Written instruction a: Reproduce the part of the early flush email below that runs from "From: Daniel Phillips" to "Message-ID: <01062003503300.00439@starship> (raw)", keeping every word unchanged.
** START OF Quoted text **
From: Daniel Phillips <phillips@bonn-fries.net>
To: Mike Galbraith <mikeg@wen-online.de>
Cc: Rik van Riel <riel@conectiva.com.br>,
Pavel Machek <pavel@suse.cz>, John Stoffel <stoffel@casc.com>,
Roger Larsson <roger.larsson@norran.net>, <thunder7@xs4all.nl>,
Linux-Kernel <linux-kernel@vger.kernel.org>
Subject: [RFC] Early flush (was: spindown)
Date: Wed, 20 Jun 2001 03:50:33 +0200 [thread overview]
Message-ID: <01062003503300.00439@starship> (raw)
In-Reply-To: <Pine.LNX.4.33.0106171156410.318-100000@mikeg.weiden.de> <01061816220503.11745@starship>
In-Reply-To: <01061816220503.11745@starship>
I never realized how much I didn't like the good old 5 second delay between
saving an edit and actually getting it written to disk until it went away.
Now the question is, did I lose any performance in doing that. What I wrote
in the previous email turned out to be pretty accurate, so I'll just quote it
to keep it together with the patch:
> I'm now in the midst of hatching a patch. [1] The first thing I had to do
> is go explore the block driver code, yum yum. I found that it already
> computes the statistic I'm interested in, namely queued_sectors, which is
> used to pace the IO on block devices. It's a little crude - we really want
> this to be per-queue and have one queue per "spindle" - but even in its
> current form it's workable.
>
> The idea is that when queued_sectors drops below some threshold we have
> 'unused disk bandwidth' so it would be nice to do something useful with it:
>
> 1) Do an early 'sync_old_buffers'
> 2) Do some preemptive pageout
>
> The benefit of (1) is that it lets disks go idle a few seconds earlier, and
> (2) should improve the system's latency in response to load surges. There
> are drawbacks too, which have been pointed out to me privately, but they
> tend to be pretty minor, for example: on a flash disk you'd do a few extra
> writes and wear it out ever-so-slightly sooner. All the same, such special
> devices can be dealt easily once we progress a little further in improving
> the kernel's 'per spindle' intelligence.
** END OF Quoted text **
Written instruction b: How many lines in the listing below contain the string "orchid"? Reply with the number only.
** START OF Data for processing **
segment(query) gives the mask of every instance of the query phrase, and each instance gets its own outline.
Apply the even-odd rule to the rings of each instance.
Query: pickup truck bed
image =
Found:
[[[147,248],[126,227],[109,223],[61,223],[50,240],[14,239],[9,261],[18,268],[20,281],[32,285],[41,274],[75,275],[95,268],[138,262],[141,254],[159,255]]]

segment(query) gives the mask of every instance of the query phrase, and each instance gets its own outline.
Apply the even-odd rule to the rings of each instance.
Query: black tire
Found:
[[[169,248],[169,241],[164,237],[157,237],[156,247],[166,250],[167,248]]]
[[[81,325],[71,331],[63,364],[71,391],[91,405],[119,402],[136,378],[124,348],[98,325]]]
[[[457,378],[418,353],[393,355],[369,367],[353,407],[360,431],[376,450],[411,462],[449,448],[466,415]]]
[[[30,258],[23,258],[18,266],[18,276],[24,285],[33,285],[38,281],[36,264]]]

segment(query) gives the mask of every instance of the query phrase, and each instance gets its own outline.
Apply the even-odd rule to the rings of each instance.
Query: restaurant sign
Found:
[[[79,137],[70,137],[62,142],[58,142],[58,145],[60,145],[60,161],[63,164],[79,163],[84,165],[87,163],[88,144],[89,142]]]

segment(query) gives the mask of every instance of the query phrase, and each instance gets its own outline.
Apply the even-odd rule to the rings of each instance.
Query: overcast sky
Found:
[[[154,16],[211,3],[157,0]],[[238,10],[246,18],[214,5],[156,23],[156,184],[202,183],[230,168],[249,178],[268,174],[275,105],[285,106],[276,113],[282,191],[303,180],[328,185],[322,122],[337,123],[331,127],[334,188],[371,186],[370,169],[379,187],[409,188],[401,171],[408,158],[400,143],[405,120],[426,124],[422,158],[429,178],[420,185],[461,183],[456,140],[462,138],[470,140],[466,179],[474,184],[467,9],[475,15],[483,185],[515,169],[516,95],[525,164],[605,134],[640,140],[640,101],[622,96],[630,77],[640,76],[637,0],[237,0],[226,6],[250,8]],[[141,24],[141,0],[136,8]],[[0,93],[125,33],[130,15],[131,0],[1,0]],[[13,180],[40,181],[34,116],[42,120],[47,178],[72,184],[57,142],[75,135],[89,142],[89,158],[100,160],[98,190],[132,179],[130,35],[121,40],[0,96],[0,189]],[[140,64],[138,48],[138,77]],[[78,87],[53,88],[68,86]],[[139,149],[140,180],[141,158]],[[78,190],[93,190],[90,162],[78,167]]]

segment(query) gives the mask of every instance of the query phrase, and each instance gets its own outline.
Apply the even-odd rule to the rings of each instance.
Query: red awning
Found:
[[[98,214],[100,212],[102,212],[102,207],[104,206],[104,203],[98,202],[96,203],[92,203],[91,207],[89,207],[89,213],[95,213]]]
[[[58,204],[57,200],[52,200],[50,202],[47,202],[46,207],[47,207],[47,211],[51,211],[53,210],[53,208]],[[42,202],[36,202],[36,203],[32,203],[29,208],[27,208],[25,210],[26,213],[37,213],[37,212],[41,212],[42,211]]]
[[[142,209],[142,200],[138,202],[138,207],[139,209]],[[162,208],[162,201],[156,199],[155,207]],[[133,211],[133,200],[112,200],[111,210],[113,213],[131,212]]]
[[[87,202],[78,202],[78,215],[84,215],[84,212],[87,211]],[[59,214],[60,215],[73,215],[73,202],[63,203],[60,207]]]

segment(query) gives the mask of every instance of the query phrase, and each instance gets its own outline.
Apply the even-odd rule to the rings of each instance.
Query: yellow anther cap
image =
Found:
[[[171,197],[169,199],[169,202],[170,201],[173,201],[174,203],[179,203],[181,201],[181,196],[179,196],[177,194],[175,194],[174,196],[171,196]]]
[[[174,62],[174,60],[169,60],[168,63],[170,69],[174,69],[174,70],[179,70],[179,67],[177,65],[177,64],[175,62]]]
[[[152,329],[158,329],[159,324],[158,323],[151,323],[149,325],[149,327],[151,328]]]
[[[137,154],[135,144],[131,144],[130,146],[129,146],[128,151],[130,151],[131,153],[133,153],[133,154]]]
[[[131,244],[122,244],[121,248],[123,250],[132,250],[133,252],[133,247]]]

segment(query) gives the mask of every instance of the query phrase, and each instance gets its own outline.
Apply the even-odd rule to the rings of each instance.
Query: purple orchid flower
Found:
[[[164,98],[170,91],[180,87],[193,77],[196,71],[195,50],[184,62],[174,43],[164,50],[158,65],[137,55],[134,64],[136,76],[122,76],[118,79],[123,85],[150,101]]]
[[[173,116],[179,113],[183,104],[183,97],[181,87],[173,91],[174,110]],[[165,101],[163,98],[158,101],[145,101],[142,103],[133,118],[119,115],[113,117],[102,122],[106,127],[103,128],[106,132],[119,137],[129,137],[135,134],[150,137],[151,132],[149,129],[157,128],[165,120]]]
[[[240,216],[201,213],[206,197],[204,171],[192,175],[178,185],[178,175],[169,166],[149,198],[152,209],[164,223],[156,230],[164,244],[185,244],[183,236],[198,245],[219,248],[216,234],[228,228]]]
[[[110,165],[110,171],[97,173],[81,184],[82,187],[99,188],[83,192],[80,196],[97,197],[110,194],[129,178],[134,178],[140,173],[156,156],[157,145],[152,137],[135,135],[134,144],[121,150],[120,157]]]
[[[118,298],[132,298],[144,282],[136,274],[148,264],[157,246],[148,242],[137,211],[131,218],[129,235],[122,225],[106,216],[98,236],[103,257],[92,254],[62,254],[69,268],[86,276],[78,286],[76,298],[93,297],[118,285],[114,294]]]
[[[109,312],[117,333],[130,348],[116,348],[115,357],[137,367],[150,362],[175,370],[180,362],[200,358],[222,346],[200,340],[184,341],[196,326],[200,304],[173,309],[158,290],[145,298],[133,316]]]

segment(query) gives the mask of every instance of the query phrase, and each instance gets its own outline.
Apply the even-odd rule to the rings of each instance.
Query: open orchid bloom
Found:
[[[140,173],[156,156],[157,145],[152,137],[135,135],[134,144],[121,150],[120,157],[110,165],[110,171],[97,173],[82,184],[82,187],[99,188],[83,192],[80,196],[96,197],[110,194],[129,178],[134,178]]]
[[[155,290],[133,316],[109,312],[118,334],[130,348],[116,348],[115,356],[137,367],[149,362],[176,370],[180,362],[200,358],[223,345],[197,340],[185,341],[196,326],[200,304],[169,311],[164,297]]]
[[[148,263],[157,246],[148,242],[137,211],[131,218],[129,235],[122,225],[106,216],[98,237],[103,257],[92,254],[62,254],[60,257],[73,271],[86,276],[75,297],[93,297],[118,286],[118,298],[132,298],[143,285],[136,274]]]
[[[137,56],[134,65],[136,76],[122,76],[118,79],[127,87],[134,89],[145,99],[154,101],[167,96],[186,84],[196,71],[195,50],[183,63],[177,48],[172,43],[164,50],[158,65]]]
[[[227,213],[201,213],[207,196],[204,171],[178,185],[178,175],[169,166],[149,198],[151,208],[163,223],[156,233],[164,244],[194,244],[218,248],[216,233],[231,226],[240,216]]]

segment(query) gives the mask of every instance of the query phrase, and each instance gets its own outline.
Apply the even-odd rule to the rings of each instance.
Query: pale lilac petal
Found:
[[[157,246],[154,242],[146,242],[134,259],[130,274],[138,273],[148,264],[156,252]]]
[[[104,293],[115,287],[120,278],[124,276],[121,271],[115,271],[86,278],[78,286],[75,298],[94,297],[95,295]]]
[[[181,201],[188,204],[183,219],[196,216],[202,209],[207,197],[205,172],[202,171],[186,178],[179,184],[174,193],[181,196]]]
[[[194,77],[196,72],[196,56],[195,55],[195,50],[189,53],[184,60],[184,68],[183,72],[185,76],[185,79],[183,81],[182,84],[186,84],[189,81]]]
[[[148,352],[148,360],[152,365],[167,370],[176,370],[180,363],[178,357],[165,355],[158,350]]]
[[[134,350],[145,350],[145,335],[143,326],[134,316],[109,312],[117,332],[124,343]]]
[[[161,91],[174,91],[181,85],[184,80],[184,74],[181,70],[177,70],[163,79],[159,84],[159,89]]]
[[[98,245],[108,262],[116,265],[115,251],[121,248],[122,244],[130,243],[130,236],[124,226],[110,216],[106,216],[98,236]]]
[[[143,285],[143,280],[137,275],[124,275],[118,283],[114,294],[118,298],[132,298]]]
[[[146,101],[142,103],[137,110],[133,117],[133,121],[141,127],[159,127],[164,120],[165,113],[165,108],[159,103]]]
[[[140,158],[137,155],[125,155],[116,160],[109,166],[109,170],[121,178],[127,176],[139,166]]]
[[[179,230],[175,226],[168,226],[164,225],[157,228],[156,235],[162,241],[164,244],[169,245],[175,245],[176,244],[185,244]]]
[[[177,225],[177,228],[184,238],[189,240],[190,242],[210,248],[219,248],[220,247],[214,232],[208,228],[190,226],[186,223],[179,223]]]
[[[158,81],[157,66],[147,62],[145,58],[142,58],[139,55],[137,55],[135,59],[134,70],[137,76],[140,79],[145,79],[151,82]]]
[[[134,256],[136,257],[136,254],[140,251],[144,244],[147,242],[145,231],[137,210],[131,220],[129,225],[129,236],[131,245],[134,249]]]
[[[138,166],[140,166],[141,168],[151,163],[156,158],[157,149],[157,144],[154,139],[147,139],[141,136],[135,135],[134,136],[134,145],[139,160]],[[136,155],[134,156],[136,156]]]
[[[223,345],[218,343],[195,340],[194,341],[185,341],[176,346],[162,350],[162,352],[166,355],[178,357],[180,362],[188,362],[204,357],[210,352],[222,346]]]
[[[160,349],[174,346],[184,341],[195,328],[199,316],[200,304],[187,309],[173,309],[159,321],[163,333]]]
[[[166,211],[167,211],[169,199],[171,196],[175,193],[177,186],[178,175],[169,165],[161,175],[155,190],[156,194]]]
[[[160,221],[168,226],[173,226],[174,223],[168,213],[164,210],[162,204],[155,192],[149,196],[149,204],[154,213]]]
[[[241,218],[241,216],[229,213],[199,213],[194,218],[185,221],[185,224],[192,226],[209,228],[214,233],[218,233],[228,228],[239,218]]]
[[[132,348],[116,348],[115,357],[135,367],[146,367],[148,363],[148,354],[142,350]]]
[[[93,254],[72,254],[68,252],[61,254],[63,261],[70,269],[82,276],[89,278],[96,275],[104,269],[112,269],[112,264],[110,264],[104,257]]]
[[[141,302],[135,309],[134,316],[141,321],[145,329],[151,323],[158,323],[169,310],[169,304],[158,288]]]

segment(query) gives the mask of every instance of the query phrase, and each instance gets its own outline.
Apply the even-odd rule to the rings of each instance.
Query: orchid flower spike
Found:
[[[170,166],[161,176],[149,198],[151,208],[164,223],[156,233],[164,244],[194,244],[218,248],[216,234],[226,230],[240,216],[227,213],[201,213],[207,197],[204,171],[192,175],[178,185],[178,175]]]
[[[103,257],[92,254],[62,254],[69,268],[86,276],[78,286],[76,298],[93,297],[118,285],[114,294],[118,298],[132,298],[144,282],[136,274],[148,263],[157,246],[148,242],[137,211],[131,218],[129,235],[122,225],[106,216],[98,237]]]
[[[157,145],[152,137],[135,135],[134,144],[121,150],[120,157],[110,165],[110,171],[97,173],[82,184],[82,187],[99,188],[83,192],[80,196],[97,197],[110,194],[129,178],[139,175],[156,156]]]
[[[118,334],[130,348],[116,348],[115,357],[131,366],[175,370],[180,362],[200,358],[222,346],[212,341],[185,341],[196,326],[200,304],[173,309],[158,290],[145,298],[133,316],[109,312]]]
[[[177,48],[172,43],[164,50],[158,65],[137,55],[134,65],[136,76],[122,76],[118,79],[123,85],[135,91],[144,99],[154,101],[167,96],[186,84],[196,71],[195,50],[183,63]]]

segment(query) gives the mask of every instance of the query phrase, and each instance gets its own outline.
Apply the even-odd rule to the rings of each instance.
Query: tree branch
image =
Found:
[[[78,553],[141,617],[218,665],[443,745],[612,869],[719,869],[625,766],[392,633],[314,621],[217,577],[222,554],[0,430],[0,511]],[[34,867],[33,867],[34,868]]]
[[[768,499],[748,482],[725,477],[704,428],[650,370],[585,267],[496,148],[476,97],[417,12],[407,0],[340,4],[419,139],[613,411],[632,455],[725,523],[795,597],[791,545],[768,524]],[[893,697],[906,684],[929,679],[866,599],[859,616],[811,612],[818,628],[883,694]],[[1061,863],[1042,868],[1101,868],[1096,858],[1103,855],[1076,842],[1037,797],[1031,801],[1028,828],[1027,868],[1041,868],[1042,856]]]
** END OF Data for processing **
Final result a:
From: Daniel Phillips <phillips@bonn-fries.net>
To: Mike Galbraith <mikeg@wen-online.de>
Cc: Rik van Riel <riel@conectiva.com.br>,
Pavel Machek <pavel@suse.cz>, John Stoffel <stoffel@casc.com>,
Roger Larsson <roger.larsson@norran.net>, <thunder7@xs4all.nl>,
Linux-Kernel <linux-kernel@vger.kernel.org>
Subject: [RFC] Early flush (was: spindown)
Date: Wed, 20 Jun 2001 03:50:33 +0200 [thread overview]
Message-ID: <01062003503300.00439@starship> (raw)

Final result b: 3